**Objective:**
Reproduce all the entries precisely.

**Given records:**
╔══
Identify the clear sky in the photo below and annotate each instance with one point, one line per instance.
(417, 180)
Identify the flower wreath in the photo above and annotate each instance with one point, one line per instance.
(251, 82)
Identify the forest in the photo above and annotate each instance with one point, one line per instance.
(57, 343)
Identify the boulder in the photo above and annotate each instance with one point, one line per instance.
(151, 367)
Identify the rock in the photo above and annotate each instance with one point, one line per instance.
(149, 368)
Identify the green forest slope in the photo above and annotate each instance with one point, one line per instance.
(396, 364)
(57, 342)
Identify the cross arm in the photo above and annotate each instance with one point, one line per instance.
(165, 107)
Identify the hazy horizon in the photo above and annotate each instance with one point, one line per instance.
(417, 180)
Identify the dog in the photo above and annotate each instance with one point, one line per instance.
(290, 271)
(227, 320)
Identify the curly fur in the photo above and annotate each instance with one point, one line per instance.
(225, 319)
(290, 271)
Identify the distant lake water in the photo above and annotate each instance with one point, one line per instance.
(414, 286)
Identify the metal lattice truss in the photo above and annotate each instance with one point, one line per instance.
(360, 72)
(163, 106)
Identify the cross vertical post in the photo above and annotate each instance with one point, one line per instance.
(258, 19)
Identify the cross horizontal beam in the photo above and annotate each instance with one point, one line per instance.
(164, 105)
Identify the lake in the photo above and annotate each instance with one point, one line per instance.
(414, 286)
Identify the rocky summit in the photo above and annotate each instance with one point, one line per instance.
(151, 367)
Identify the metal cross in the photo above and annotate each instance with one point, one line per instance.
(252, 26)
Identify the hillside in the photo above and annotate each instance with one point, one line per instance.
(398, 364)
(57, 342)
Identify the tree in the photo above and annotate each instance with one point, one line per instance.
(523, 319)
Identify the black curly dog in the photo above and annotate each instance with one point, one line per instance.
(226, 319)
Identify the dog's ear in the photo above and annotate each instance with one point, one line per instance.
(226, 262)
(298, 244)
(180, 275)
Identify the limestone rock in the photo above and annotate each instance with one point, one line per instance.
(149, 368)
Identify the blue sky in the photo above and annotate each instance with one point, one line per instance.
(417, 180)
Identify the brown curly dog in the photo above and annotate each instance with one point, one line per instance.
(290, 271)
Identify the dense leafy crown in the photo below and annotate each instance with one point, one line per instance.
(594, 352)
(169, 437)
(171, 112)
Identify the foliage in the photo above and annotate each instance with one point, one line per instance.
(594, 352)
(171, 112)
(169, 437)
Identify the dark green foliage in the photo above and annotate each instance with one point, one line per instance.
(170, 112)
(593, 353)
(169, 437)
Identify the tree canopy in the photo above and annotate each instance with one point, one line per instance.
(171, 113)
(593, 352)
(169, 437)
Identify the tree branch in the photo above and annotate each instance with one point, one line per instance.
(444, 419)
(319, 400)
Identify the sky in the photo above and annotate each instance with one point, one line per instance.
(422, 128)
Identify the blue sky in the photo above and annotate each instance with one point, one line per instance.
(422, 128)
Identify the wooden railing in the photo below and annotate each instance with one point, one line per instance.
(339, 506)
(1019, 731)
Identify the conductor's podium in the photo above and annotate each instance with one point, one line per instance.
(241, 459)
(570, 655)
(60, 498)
╚══
**Solution for this task:**
Identify the clear sky in the photo below and annotate each instance with one point, one line per instance.
(417, 180)
Identify the flower wreath in the photo above and annotate each instance with one point, one line per instance.
(251, 82)
Identify the forest in the photo above and annotate each instance with one point, one line per instance.
(57, 343)
Identify the boulder in the photo above and annotate each instance with one point, one line per instance.
(151, 367)
Identify the rock in the photo above and annotate each instance with one point, one line per instance.
(149, 368)
Identify the green forest slope in the photo above and annotate each instance with one point, one line per instance.
(396, 364)
(57, 342)
Identify the cross arm in the photo above and annotate each instance with one point, one line per instance.
(165, 107)
Identify the hazy horizon in the photo above and annotate each instance with one point, one line per instance.
(417, 180)
Identify the dog in the photo above and annotate each instance with one point, one line per instance.
(290, 271)
(227, 320)
Identify the curly fur in the photo above and annotate each instance with one point, one line per instance.
(225, 319)
(290, 271)
Identify the distant lake water in the photo above and annotate each instance with one point, one line per instance.
(414, 286)
Identify the metal lattice truss in the photo above and annotate each instance with one point, one line per instance.
(360, 72)
(163, 106)
Identify the cross vertical post in the photo above and annotate each instance with one point, one line per instance.
(258, 19)
Identify the cross horizontal beam in the photo above and annotate each instance with one point, one line per instance.
(164, 105)
Identify the lake in the photo above and annotate each instance with one point, one line per instance.
(414, 286)
Identify the rocky summit in the photo above and annotate each instance with one point, one line per instance.
(151, 367)
Identify the metal cross in the photo above and annotate each instance with one point, one line per instance.
(252, 26)
Identify the hillside in the photo above and annotate each instance with one point, one line per instance.
(398, 364)
(57, 342)
Identify the tree in the photo above and annotate each instance with one point, one line per instance.
(523, 319)
Identify the black curly dog in the photo above and annotate each instance with one point, one line per instance.
(226, 319)
Identify the dog's ear in the photo above and annotate each instance with one point, one line per instance.
(226, 262)
(298, 244)
(180, 275)
Identify the limestone rock in the photo above and annotate each instance with one point, one line per instance.
(149, 368)
Identify the blue sky in the photo above and annotate each instance with one point, one line per instance.
(417, 180)
Identify the brown curly dog in the photo above and annotate each instance with one point, one line per instance.
(290, 271)
Identify the dense leafy crown in the photo below and annotate each instance with one point, one line per instance.
(594, 352)
(169, 437)
(171, 112)
Identify the foliage in the photo above and annotate each instance with one point, one line per instance.
(594, 352)
(171, 112)
(169, 437)
Identify the dark green foliage in the photo above and annotate each instance with one point, one line per instance.
(170, 112)
(593, 353)
(169, 437)
Identify the tree canopy in the photo above and annotate each instance with one point, one line per instance.
(171, 113)
(593, 352)
(169, 437)
Identify the tree branch in the photo above and annotate each instance with one point, one line per instance.
(444, 419)
(319, 400)
Identify the sky in the photo above and annotate each instance with one point, one line per instance.
(422, 128)
Identify the blue sky in the photo above and annotate each instance with one point, one line per instance.
(422, 128)
Identify the wooden railing in the photo below and annotate each instance with one point, one line per instance.
(339, 506)
(1019, 731)
Identify the conductor's podium in the photo above and annotate each instance with one point, one line per instance.
(241, 459)
(570, 655)
(60, 498)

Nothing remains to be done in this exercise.